*** TEXT SEGMENT Section Begins ***
Celiac’s Disease isis a member of the autoimmune disorder family (which means that when your body realizes that something – such as a cold or a tummy bug – is attacking, your body attacks itself instead of attacking the bad germs).
General symptoms of Celiac’s Disease include diarrhea, bloating, gas, swollen ankles, anemia, fatigue, Vitamin K deficiency and excessive bruising and bleeding. Sounds lovely, eh? And there are SO many more things that can be related to the disease – each person can react differently. And since Celiac Disease is an autoimmune disorder, persons with the disease are very susceptible to developing additional autoimmune disorders.
This is my story. It’s a story that most people don’t know, and that has always been very difficult to recount, until just recently. There is so much pain (physical and emotional) associated with this story for me, but I see it like this: if I can help just one person by telling this story…then I’ve been able to take a step in the right direction. Hopefully, I’ll just keep on taking those steps!
I was 18 years old, and had just finished my first semester away at college. Lee University in Cleveland, Tennessee, to be exact. I was flat out exhausted from the exams I had just gone through, not to mention the tour I had been on with the Ladies of Lee Choir. I hadn’t been home since I left in August, and I was thrilled to be back for Christmas break!
But about halfway through my break, I realized that I should have felt at least a LITTLE more rested. And I didn’t. And I couldn’t chalk up the constant sick-to-my-stomach feeling to the cafeteria food anymore. I was home, eating mom’s cooking and sleeping in my own bed – I should have been fine.
In fact, I distinctly remember that I had a friend come from out of state and stay with us for a few days during that break. She didn’t understand why I didn’t want to go out and have fun – and I remember telling her, “I just feel SICK.”
When it came time to go back to Lee, off I went. My roommate drove us back from Florida, and I slept the entire time. She was just as shocked as I was. And yet…I didn’t feel any better.
Within about a week of returning, I was so sick that I couldn’t even attend my classes. (Which was a HUGE deal for me – I loved school, and I enjoyed doing well. To be one week into a semester and have not even met some of my professors yet was NOT cutting it.) I was completely frustrated, and yet all I could do was lay in bed, saving my strength for when I needed to get up and run to the bathroom. To be perfectly honest, the majority of the time, I was crawling to the bathroom.
*** TEXT SEGMENT Section Ends ***
*** COLLECTED MATERIAL Section Begins ***
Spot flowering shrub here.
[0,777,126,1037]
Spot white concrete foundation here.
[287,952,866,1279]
*** COLLECTED MATERIAL Section Ends ***
## EXERCISE REQUIREMENTS
- 1) In the celiac disease story, what university was the writer attending when the illness began?
- 2) Write the next part of the celiac disease story, picking up right after its last sentence.
The listing is separate material and has nothing to do with the celiac disease story.

## SOLVED TASKS
- 1) Lee University in Cleveland, Tennessee.

- 2)
My roommate was sure I was dying. I cannot tell you the number of times I woke up in the night to see her hovering over me. “Just checking to make sure you’re still breathing,” she would tell me.
My friends knew something was seriously wrong. Our dorm room window was right on one of the main walkways, so most times our friends would stop at our window and knock (if we didn’t have it already open) and catch up throughout the day. One particular day, a friend stopped by, and as he leaned in the window to check on me, his eyes got wide and his mouth dropped open. “Good God,” he breathed, “You look horrible. I mean, I’ve never seen you look so awful!”
Looking back, these memories are kind of funny…but I assure you, they were NOT funny at the time. I felt horrible, and I was scared out of my mind.
About 2 weeks in, with a friend on either side of me to steady me, I went to the clinic on campus. The clinic folks had no idea what to do with me. All they could say was that I probably had a bad stomach bug, and that I should eat crackers and drink Gatorade until I felt better. My friends took me back to the room, put me to bed and left…then returned with every flavor of Gatorade they could find, and every kind of cracker known to man.
And I just kept getting worse. In fact, over those two weeks, I dropped 40 pounds. Yep, you read right.
At this point, my symptoms were:
- Extreme stomach pain
- Tightness in chest/inability to catch my breath
- Extreme fatigue
- Hair loss
(I pretty much told everyone that I had food poisoning. That about covered it.)
I had been on the phone with my parents quite a bit during this time, and had been doing lots of consultation with our family doctor. We all came to the general consensus that I needed to go home where my parents could care for me and I could see a specialist. I was so disappointed, but so sick. I was at the end of my rope.
I will never forget the relief I felt when my dad arrived at the door of our dorm room. I burst into tears and collapsed in his arms. Within the day, he had packed up all of my things and checked us into a hotel that night. He drove me home the next day. I was devastated. This was NOT how being a college student was supposed to be.
The next 6 months were a blur. The doctors were fairly sure I had some kind of an allergy, but they weren’t sure WHAT kind. They told me if they didn’t figure it out, I would die. Doctors and tests and hospitals and surgeries…for six solid months. To be 18 and dealing with all of that was not ideal, as far as I was concerned. I would start to feel better, and then suddenly I would become worse than before. It was horribly disheartening. And it was then that I battled serious depression.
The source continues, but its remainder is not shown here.